----- Task inputs

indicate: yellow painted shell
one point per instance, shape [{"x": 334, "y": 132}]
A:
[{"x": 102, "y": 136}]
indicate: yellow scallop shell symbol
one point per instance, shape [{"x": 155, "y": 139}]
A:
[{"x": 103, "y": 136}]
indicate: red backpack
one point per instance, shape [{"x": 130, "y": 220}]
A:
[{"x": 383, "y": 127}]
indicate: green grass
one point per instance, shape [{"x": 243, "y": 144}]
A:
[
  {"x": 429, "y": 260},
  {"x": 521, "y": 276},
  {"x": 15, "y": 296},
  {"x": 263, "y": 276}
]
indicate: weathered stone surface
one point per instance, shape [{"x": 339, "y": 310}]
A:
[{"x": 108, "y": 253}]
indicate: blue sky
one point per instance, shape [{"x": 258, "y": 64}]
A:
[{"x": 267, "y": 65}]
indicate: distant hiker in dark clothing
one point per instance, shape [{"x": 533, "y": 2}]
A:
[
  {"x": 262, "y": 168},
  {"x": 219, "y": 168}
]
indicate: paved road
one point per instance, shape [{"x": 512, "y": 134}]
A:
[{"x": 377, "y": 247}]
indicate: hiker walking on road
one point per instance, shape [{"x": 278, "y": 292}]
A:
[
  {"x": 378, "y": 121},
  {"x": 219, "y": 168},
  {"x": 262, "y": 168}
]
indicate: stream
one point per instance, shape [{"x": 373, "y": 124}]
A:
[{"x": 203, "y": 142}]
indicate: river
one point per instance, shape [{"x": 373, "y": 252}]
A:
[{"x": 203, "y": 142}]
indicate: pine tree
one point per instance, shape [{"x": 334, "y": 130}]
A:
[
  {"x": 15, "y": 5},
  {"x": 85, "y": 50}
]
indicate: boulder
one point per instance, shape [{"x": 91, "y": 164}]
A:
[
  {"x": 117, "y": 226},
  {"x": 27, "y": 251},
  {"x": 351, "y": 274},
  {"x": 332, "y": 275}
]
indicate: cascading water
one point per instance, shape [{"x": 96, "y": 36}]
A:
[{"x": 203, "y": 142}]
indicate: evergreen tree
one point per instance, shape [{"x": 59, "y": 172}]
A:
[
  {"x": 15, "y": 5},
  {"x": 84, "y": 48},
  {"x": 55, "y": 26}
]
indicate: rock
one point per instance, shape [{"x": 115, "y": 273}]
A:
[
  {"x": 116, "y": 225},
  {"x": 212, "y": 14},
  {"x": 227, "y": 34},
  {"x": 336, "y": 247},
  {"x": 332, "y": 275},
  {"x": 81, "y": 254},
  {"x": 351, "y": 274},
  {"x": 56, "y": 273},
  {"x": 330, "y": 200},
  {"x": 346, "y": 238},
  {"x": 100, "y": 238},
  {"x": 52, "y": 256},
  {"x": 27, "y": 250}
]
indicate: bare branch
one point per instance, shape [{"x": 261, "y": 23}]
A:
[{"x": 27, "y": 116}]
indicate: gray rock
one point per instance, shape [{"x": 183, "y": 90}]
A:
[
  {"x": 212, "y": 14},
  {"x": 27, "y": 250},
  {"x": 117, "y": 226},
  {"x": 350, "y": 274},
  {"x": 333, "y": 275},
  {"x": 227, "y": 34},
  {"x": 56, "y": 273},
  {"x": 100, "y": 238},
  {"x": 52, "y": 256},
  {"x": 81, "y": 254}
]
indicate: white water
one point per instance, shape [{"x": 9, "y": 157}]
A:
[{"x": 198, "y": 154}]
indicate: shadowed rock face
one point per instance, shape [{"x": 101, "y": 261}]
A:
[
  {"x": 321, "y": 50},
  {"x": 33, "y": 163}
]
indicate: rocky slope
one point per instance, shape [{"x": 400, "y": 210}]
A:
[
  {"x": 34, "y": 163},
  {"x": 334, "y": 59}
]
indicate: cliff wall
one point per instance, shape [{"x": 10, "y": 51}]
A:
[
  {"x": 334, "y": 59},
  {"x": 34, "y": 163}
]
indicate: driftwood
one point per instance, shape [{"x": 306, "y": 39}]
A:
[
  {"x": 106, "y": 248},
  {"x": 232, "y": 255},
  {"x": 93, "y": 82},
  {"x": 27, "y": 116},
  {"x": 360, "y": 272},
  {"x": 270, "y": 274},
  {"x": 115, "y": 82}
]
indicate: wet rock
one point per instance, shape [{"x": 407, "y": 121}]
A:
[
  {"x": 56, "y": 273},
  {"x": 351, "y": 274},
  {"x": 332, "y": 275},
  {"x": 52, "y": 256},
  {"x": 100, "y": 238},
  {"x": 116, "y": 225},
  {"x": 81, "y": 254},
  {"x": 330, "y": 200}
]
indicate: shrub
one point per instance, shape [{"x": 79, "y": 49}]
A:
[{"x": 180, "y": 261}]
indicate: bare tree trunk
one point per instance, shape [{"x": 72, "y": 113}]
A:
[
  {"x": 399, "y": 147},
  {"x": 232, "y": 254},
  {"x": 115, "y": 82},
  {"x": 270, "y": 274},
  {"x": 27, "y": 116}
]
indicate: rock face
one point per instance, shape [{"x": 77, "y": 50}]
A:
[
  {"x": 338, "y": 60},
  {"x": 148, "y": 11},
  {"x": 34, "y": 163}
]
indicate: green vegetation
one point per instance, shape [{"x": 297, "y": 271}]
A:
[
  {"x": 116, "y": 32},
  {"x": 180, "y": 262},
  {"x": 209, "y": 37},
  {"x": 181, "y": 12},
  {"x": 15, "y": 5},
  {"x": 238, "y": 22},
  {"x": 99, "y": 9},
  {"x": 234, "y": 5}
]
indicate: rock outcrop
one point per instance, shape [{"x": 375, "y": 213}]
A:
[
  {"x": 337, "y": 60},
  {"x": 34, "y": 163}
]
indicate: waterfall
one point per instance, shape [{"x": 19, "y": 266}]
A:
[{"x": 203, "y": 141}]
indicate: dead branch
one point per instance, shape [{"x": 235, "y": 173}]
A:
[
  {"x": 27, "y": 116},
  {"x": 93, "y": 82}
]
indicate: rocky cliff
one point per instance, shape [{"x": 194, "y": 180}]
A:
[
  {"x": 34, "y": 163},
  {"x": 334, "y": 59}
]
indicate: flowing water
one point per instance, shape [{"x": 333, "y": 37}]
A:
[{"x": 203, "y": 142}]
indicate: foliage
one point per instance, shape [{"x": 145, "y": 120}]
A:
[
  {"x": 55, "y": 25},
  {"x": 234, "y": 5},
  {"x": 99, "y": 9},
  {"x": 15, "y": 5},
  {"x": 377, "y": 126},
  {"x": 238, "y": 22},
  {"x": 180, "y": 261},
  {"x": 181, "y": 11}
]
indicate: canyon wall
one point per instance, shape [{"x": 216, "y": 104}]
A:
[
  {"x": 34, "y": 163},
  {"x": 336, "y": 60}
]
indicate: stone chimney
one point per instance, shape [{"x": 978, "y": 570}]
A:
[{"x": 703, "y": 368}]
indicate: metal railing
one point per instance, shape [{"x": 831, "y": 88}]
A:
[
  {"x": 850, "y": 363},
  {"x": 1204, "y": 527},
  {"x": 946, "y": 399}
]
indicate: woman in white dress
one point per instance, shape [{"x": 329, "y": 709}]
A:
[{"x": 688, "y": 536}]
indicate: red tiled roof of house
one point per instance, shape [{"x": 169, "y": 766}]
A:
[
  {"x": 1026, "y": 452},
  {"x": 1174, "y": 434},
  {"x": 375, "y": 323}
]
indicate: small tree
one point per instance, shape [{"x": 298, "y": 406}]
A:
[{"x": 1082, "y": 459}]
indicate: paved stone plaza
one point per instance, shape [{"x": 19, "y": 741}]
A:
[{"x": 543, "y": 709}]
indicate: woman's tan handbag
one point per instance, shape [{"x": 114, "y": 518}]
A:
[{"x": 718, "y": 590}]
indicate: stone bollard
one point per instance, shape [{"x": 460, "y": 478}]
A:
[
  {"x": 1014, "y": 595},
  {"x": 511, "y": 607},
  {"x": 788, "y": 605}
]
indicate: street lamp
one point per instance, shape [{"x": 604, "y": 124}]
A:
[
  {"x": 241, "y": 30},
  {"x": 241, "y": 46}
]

----------

Problem:
Look over the listing above. Pick out and copy every line that includes "hiker".

Exercise response:
indicate: distant hiker in dark clothing
indicate: hiker walking on road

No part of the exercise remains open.